> _Texto selecionado_
+---+
Tudo o que é grego pertence a um mesmo processo cultural. Nada que havia sido criado pelos homens que antecederam os gregos escapa de ser conhecido, compreendido, transformado - em uma palavra: helenizado, dentro desta variedade e ao mesmo tempo unidade característica, que se serviu, de maneira maravilhosa, do legado das civilizações anteriores ou contemporâneas. As formas de organização da sociedade, a matemática, a medicina, a arquitetura, a escultura, a poesia e o Direito já haviam sido criados e, em suas diferentes manifestações, foram aproveitados pelos gregos, que, por sua paixão pela medida e perfeição, transformaram radicalmente esses conceitos.

Isto foi possível em razão de um arranjo que situa o povo grego como progenitor da humanidade por seu gênio criador no âmbito do pensamento ao expressar os problemas filosóficos, desprezando mitos e preconceitos e antecipando-se através dos séculos com Platão e Aristóteles.

Um autor sintetiza o gênio grego com a seguinte relação: no pórtico do templo de Apolo em Delfos estavam gravadas máximas como esta; “Nada em excesso”; “Aceite a medida devida”. De acordo com a primeira sentença, todo excesso em si é um mal, de acordo com a segunda, a medida em si é um bem. Estão contrapostos, portanto, excesso e medida. Na época da maturidade do gênio grego essa compreensão da vida ganhará diversas formulações: uma na filosofia; outra na política; as restantes na arte. Todas elas nos apresentam o sentido do equilíbrio, a fórmula mágica da arte de conduzir homens e governar povos.
+---+
> _Material para análise_
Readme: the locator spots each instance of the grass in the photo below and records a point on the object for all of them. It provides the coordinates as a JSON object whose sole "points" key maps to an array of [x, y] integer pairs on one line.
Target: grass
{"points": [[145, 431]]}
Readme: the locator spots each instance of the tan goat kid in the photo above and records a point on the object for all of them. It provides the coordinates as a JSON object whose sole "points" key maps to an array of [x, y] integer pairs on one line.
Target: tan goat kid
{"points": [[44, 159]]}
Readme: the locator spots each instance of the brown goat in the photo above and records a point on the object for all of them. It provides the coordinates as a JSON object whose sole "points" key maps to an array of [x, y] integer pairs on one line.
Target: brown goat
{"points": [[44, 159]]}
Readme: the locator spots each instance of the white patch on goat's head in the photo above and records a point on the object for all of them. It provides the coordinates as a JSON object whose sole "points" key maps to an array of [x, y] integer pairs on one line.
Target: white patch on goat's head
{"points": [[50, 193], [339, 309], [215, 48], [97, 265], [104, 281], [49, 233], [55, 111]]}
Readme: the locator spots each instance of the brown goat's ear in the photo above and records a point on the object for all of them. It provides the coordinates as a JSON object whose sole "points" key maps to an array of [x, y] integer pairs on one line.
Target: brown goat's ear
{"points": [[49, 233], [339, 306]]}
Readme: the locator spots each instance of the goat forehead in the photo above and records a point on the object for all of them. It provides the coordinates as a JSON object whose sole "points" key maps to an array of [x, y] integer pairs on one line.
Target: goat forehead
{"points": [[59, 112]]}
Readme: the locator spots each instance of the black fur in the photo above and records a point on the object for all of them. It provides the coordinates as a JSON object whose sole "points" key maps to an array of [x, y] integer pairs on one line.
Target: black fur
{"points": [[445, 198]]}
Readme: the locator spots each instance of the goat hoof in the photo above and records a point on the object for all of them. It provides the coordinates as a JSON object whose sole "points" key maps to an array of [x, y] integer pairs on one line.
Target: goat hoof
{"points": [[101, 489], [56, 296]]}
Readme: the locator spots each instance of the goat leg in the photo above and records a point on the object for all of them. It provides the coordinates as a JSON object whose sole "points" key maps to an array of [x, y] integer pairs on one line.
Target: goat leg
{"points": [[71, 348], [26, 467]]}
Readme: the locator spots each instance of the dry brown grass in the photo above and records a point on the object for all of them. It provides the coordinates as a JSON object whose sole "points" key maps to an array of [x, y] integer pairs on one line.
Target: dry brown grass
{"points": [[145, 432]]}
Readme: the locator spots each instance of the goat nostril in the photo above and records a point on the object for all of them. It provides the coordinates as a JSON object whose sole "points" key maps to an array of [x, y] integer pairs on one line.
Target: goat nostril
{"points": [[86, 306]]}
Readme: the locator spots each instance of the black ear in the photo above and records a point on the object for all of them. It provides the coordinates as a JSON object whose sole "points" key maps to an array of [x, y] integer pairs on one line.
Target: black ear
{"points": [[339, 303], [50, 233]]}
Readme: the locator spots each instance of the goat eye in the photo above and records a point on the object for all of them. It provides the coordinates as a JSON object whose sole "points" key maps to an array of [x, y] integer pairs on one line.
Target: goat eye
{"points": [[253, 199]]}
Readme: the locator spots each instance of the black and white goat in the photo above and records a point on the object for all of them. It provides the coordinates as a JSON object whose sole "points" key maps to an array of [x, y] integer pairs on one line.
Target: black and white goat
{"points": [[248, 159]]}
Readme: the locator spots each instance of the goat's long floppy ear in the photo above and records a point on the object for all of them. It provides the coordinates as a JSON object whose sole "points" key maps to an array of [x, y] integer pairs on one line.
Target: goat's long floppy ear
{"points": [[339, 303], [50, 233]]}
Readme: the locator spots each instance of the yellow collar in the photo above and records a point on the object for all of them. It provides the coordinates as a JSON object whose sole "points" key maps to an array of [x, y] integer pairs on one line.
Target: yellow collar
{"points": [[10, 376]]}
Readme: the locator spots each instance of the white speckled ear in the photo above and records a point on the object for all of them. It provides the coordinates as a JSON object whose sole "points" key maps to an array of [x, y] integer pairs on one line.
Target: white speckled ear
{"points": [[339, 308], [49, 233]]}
+---+
> _O que fazer_
Liste todas as criações que, segundo o texto sobre o gênio grego, já existiam antes dos gregos e foram aproveitadas por eles.

> _Solução_
As formas de organização da sociedade, a matemática, a medicina, a arquitetura, a escultura, a poesia e o Direito.